**What you will do**
Copy the listing word for word from the line with "Practice. Annotate every instance of the utility" to the line with "x=503 y=207", both of those lines included.

━━ Extracted data

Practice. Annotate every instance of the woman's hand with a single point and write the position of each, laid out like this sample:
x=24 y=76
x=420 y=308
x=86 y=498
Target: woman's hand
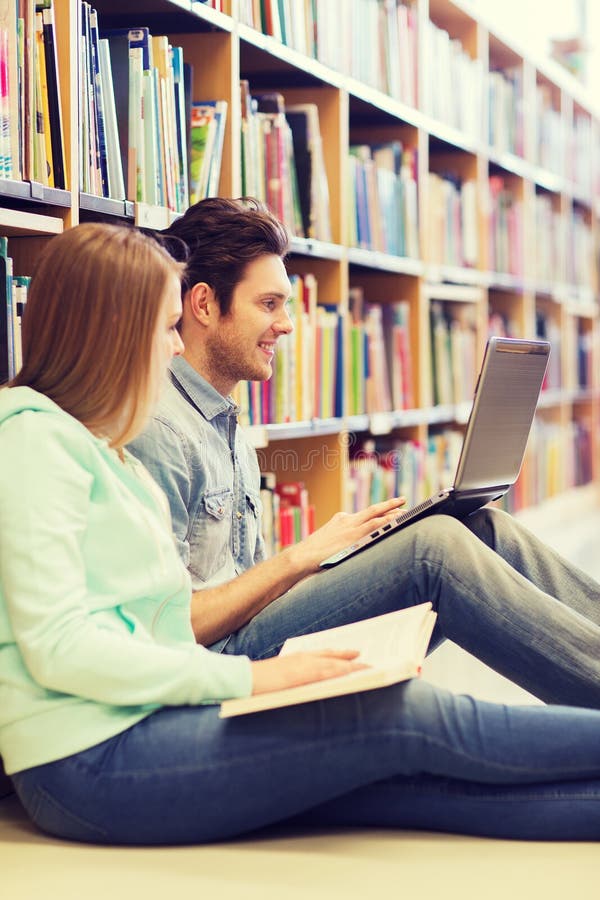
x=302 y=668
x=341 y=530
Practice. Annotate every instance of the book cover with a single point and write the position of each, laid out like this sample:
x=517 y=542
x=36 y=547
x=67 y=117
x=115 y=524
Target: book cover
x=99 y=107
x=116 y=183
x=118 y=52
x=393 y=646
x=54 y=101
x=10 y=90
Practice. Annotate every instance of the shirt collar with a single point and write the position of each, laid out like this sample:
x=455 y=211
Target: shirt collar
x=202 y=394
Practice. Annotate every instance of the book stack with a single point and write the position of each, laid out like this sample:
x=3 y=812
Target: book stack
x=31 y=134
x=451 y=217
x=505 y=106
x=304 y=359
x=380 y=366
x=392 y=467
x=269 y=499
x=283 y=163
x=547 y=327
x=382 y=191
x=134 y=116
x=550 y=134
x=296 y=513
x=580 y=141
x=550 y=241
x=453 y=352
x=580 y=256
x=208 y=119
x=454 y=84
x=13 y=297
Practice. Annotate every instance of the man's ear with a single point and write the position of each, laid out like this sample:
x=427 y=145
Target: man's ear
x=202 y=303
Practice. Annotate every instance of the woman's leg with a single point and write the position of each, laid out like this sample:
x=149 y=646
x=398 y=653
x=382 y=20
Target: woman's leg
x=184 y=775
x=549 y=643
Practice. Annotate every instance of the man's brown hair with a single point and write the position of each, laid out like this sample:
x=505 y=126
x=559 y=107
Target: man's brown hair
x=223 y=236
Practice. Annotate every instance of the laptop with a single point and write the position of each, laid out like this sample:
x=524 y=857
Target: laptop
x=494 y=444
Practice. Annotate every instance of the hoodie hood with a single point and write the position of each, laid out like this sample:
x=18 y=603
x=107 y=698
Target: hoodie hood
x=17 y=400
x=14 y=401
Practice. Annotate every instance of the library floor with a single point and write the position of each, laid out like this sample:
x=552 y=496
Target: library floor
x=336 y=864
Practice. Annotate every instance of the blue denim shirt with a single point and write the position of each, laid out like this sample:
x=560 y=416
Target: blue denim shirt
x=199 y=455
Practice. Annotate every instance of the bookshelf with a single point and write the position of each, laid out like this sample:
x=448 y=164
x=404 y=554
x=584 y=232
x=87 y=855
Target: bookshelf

━━━━
━━ Extracted data

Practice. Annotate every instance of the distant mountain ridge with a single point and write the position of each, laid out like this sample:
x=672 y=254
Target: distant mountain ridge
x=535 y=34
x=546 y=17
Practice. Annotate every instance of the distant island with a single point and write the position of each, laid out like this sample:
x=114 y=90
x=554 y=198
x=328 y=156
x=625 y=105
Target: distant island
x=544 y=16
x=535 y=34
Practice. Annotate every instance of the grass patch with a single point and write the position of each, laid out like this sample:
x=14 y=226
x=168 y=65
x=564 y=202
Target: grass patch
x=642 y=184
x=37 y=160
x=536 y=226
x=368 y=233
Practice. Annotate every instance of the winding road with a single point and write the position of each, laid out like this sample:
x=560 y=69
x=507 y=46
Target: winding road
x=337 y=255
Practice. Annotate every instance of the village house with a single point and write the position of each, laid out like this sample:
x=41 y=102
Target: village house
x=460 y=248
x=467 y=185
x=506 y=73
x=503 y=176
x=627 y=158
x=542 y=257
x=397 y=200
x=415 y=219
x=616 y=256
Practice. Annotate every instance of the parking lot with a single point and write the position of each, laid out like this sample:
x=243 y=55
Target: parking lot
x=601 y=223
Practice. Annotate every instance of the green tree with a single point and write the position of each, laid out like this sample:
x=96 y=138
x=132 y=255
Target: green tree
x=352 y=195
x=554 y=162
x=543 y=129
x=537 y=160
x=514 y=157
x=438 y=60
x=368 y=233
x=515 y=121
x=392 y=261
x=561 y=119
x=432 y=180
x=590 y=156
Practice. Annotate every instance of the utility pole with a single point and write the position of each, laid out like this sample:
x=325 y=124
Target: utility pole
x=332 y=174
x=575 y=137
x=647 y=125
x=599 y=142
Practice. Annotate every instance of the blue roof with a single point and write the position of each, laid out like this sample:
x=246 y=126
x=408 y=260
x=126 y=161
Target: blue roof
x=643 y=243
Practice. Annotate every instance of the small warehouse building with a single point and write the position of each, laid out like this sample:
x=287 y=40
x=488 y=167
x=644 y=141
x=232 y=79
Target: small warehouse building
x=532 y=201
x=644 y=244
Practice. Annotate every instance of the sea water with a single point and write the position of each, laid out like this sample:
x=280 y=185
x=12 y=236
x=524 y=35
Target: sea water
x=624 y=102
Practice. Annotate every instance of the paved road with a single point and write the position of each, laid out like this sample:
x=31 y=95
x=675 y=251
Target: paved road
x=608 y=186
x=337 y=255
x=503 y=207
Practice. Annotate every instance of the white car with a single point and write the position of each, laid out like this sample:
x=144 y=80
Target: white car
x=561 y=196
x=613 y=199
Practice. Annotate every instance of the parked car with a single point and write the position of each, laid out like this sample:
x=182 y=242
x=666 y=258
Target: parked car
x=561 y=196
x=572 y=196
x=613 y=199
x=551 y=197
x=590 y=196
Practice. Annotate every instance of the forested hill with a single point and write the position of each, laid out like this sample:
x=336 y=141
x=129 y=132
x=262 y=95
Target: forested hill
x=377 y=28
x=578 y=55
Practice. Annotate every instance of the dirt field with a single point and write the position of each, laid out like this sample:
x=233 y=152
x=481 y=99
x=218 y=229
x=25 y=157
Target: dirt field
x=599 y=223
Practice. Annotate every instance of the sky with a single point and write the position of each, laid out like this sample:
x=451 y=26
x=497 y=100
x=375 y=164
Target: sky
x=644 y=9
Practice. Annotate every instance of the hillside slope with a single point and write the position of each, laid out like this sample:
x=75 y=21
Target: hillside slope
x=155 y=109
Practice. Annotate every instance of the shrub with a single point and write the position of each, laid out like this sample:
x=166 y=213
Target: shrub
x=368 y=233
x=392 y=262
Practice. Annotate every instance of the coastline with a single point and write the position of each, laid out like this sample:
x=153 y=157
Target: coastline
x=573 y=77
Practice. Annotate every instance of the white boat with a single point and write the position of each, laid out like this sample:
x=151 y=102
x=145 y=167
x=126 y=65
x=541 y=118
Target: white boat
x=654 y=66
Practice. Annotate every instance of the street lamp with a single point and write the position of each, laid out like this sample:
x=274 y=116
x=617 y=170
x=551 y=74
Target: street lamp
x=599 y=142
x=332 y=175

━━━━

**Output of the task**
Practice. Annotate every instance of the utility pole with a single point and write the position of each, laid out like this sample:
x=325 y=124
Target: utility pole
x=332 y=174
x=575 y=137
x=647 y=125
x=599 y=142
Practice. Annotate every instance of the blue roof with a single point and write the position of each, laid out like this sample:
x=246 y=126
x=408 y=260
x=126 y=161
Target: blue roof
x=643 y=243
Practice. Annotate every instance of the small warehouse building with a single point and write the position of each, laid out like this sample:
x=287 y=40
x=488 y=167
x=644 y=141
x=232 y=79
Target: small warehouse building
x=532 y=201
x=644 y=244
Practice. Annotate every instance of the sea water with a single point and write the position of each, laid out like this sample:
x=280 y=185
x=12 y=236
x=524 y=35
Target: sea water
x=624 y=102
Practice. Annotate every instance of the paved road with a single point and write the position of each, laid out like this sample:
x=31 y=95
x=675 y=251
Target: paved road
x=608 y=186
x=337 y=255
x=503 y=207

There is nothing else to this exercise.